* **Tarefa proposta a**
Filtre as linhas que vêm depois do texto e copie cada uma que contenha a palavra "monkey", levando em conta maiúsculas e minúsculas.

* **Texto fornecido**
★ ★ ★ ★ ★ ★ ★
As atribuições do SIVAM, segundo os levantamentos que fiz, são várias. É como se ele fosse um organismo composto de várias células. O SIVAM tem um papel muito importante para a Amazônia, que é a questão do controle de tráfego aéreo. Além disso, possui uma outra célula que cuida da vigilância aérea e de superfície, que seria a responsável para localizar os aviões com narcotráficos e combatê-los, e uma outra célula que faz o monitoramento meteorológico. Esses dados meteorológicos seriam para uso na agricultura e a respeito de riscos de enchentes.

É bom ressaltar que Rogério Cezar de Cerqueira Leite, num extenso artigo que fez para o jornal A Folha de S. Paulo, diz que o próprio INPE tem condições de fazer esse tipo de trabalho.

Uma outra célula do SIVAM é com relação à questão da vigilância ambiental, que é o controle de ocupação e uso de recursos naturais, queimadas e áreas indígenas. Segundo Rogério Leite, esse levantamento já é executado pelo Núcleo de Monitoramento Ambiental - MA, EMBRAPA e pelo próprio IBAMA.

Uma outra célula do SIVAM seria para o mapeamento de florestas, já executado pelo INPE e pelo IBAMA. Teria, ainda, a função do zoneamento, que é um programa que já está em andamento pela Secretaria de Assuntos Estratégicos e pelo IBGE. E o monitoramento de comunicações, que seria centralizar as informações para os órgãos públicos que atuam na Amazônia. E, a última célula do SIVAM, seria o planejamento e controle de operações. Essa célula coordenará o trabalho das demais.

Como falei, toda essa função e importância para a questão da Amazônia, não discutimos, muito embora haja até superposição com relação a outros órgãos do Governo que atuam nessa área. No caso, o SIVAM iria auxiliar algumas delas, como é o caso do próprio IBAMA, a ação da FUNAI e tantas outras.
★ ★ ★ ★ ★ ★ ★
* **Material fornecido**
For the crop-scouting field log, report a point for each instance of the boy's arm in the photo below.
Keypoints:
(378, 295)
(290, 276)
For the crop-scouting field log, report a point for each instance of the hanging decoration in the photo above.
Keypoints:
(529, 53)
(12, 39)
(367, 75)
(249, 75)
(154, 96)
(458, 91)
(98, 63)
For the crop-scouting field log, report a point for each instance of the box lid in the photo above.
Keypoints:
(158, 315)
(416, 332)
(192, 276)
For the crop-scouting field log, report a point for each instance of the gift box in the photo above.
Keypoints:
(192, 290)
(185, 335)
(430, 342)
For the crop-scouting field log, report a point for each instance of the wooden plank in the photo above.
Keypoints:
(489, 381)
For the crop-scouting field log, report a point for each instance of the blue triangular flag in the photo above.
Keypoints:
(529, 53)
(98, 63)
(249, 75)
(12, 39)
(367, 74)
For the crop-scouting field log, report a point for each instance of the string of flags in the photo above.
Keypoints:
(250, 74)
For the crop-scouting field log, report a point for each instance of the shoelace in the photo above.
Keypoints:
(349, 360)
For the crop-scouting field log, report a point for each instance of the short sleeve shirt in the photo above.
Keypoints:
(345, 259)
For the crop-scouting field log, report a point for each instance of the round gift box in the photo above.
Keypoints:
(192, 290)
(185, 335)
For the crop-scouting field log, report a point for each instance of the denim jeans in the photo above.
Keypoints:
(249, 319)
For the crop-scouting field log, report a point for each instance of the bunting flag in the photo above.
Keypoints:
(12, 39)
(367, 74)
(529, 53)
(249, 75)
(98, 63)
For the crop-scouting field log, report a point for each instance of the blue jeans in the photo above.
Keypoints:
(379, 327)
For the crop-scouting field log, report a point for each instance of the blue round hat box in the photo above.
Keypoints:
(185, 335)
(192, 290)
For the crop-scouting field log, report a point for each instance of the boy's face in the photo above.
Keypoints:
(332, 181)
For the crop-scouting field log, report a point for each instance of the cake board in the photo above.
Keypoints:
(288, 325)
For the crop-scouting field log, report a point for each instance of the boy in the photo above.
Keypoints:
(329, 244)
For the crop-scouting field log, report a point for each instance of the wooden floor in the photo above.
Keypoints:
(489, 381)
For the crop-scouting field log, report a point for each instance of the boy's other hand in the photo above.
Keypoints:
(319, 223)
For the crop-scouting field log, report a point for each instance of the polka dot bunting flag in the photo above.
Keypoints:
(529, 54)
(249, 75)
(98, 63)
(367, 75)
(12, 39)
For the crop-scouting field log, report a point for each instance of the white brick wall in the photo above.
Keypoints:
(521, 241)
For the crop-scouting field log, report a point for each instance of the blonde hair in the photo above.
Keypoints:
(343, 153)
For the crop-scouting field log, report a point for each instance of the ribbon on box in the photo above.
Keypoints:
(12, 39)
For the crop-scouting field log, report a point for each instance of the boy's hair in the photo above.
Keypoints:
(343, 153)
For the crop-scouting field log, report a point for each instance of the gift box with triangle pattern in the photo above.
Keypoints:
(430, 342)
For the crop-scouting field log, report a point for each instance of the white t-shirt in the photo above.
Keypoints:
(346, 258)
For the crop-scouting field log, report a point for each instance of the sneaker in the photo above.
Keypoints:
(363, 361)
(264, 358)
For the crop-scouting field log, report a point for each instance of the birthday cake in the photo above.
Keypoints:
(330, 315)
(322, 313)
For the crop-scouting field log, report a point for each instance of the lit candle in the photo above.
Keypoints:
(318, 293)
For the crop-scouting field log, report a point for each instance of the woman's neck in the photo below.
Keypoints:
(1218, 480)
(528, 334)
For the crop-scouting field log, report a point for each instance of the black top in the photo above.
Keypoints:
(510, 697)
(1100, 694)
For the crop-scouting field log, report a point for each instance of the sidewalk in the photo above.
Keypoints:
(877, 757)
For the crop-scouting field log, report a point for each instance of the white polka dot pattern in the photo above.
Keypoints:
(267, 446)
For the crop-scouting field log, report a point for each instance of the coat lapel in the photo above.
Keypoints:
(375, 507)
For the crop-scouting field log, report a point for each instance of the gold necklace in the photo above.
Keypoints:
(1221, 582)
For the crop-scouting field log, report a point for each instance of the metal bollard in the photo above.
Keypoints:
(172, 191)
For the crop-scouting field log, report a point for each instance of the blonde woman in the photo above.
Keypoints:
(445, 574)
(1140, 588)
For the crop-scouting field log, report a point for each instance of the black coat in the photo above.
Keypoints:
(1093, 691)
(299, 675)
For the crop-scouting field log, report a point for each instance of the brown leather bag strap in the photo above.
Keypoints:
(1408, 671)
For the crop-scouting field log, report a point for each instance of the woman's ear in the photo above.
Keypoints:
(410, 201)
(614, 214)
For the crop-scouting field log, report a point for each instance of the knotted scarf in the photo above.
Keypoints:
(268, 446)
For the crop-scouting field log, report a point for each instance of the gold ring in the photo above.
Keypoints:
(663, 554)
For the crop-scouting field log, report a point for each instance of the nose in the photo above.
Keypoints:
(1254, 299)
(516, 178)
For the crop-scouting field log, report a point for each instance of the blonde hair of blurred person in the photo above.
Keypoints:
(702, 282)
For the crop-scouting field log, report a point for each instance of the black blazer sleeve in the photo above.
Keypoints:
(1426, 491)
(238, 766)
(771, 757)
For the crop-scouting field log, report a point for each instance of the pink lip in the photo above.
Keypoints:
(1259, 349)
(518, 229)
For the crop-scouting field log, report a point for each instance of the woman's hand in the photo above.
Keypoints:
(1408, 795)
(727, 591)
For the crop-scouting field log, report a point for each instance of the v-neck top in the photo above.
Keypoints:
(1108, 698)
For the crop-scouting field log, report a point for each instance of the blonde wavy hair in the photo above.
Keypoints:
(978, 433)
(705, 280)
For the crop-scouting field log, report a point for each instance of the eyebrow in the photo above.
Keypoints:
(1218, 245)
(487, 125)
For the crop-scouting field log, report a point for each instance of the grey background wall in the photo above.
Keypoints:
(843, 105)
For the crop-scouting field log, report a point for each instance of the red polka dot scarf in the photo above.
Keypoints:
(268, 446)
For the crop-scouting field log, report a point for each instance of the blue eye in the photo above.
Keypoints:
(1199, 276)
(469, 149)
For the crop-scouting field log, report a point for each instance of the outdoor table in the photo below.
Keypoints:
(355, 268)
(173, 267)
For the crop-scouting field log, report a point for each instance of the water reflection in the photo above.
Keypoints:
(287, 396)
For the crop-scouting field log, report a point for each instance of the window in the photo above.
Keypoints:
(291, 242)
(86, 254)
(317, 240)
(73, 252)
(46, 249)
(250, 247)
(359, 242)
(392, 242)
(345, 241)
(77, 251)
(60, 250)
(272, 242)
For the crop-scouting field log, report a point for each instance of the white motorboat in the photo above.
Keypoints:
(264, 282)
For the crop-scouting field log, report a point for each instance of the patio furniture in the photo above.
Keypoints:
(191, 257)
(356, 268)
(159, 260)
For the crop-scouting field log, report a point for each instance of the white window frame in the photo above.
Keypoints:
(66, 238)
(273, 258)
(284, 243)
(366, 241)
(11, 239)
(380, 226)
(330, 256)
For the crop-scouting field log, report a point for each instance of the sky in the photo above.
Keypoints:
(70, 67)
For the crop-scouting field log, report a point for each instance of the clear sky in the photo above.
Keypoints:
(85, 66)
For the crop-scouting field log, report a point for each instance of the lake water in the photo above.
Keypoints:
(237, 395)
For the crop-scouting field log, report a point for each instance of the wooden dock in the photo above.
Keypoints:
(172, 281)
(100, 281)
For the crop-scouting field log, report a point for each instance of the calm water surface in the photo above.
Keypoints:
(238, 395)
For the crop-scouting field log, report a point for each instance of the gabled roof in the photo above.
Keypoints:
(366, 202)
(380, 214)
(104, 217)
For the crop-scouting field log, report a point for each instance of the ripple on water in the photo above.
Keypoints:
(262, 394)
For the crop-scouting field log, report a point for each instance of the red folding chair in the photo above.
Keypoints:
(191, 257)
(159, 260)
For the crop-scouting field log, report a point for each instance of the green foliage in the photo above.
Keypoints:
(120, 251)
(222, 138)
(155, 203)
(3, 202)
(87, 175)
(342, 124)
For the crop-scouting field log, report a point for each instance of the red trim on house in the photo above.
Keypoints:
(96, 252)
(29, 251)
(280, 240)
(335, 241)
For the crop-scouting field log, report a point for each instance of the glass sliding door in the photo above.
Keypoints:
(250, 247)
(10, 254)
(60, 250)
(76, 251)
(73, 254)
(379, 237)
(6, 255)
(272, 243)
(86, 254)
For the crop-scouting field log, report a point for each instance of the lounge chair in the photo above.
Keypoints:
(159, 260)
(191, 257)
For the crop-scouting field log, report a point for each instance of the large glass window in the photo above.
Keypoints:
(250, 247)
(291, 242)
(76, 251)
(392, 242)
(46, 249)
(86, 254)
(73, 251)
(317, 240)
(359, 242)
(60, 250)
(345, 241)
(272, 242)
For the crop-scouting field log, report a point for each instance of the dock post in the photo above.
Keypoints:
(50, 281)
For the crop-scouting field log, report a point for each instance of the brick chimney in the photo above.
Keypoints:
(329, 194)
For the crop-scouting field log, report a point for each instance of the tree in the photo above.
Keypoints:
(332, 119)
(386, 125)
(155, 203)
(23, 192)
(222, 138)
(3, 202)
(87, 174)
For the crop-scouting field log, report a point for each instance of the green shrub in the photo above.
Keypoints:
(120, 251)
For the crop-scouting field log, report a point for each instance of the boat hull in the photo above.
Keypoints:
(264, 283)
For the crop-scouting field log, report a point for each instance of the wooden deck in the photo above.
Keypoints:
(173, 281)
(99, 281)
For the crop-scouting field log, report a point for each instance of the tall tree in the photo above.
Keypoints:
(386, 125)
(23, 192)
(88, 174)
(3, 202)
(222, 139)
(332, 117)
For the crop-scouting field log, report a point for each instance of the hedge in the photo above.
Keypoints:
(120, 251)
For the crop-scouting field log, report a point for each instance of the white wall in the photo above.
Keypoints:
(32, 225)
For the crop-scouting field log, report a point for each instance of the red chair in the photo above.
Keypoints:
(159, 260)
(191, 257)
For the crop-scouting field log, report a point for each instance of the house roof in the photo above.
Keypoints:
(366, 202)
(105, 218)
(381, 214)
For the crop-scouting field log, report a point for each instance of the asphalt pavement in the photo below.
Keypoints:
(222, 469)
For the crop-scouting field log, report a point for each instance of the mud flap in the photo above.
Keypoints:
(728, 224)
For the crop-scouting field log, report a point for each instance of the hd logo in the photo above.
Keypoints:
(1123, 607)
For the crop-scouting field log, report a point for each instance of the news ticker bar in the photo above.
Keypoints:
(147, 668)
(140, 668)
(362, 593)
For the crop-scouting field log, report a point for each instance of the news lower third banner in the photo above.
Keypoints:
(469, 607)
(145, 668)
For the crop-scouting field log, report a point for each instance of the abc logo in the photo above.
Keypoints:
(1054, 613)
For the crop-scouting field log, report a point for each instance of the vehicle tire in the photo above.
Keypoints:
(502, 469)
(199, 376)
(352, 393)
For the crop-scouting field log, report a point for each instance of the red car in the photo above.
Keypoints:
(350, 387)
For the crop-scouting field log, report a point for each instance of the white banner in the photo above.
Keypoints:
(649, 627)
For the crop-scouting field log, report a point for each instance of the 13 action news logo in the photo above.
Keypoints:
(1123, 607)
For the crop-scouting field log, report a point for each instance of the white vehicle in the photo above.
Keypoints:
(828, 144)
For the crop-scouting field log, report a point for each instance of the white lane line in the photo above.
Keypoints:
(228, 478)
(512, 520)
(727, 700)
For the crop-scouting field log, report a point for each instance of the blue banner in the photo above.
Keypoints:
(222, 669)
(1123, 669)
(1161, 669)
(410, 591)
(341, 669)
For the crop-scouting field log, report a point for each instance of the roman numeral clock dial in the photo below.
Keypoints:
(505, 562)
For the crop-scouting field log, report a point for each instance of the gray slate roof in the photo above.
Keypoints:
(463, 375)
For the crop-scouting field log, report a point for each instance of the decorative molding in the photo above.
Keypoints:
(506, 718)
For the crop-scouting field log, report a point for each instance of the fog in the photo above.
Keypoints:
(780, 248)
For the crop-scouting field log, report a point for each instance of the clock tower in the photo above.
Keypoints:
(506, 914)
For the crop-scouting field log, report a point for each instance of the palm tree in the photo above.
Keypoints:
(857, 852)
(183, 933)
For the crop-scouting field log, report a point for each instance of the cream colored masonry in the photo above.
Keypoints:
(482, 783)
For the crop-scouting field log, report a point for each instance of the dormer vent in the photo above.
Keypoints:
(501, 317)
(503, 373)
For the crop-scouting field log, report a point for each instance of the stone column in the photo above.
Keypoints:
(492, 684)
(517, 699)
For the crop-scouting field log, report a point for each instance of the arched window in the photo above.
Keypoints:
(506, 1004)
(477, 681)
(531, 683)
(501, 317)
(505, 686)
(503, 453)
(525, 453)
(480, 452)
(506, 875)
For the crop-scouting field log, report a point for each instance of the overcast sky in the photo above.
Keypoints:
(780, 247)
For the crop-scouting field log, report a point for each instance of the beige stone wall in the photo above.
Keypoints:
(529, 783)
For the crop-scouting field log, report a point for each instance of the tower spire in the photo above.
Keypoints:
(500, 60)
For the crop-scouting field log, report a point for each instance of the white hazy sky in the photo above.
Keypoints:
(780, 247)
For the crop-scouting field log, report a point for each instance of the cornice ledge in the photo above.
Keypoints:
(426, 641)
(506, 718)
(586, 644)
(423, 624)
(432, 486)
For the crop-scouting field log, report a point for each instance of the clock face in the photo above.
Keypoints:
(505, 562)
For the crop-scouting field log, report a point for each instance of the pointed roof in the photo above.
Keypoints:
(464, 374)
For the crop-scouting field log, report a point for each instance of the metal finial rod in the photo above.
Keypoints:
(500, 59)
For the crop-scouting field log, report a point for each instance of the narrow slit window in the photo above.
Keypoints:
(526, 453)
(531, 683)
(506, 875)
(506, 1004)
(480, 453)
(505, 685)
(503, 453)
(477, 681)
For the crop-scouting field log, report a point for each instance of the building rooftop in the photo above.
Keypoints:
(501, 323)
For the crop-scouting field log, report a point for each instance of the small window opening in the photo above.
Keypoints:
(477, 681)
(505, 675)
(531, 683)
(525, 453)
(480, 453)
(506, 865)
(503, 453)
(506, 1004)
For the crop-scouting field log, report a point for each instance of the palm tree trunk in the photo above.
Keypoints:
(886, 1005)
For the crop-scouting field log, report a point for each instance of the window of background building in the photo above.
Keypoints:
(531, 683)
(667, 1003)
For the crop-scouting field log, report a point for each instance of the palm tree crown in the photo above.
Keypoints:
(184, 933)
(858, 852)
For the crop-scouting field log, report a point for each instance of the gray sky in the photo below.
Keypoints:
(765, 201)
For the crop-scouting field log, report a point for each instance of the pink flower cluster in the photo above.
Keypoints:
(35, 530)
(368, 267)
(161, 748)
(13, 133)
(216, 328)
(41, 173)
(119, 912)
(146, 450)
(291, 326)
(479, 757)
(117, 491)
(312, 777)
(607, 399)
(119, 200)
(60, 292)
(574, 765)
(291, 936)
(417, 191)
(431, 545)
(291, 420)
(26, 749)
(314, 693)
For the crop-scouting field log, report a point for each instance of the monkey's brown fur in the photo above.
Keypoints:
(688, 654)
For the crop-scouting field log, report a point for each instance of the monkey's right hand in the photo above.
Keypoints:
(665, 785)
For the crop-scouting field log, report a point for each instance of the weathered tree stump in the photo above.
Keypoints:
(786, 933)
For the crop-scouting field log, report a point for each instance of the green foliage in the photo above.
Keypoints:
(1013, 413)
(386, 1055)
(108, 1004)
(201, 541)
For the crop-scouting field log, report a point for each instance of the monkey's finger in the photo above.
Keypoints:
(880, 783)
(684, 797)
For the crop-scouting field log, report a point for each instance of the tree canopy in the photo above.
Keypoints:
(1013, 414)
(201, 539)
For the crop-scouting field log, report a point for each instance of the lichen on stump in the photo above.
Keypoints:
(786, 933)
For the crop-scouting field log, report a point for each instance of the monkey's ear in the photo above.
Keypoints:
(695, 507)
★ ★ ★ ★ ★ ★ ★
* **Tarefa proposta b**
Reproduza, sem nenhuma alteração, o trecho do texto sobre o SIVAM que vai desde "É bom ressaltar" até "pelo próprio IBAMA.".

* **Resposta completa a**
For the crop-scouting field log, report a point for each instance of the monkey's brown fur in the photo above.
For the crop-scouting field log, report a point for each instance of the monkey's right hand in the photo above.
For the crop-scouting field log, report a point for each instance of the monkey's finger in the photo above.
For the crop-scouting field log, report a point for each instance of the monkey's ear in the photo above.

* **Resposta completa b**
É bom ressaltar que Rogério Cezar de Cerqueira Leite, num extenso artigo que fez para o jornal A Folha de S. Paulo, diz que o próprio INPE tem condições de fazer esse tipo de trabalho.

Uma outra célula do SIVAM é com relação à questão da vigilância ambiental, que é o controle de ocupação e uso de recursos naturais, queimadas e áreas indígenas. Segundo Rogério Leite, esse levantamento já é executado pelo Núcleo de Monitoramento Ambiental - MA, EMBRAPA e pelo próprio IBAMA.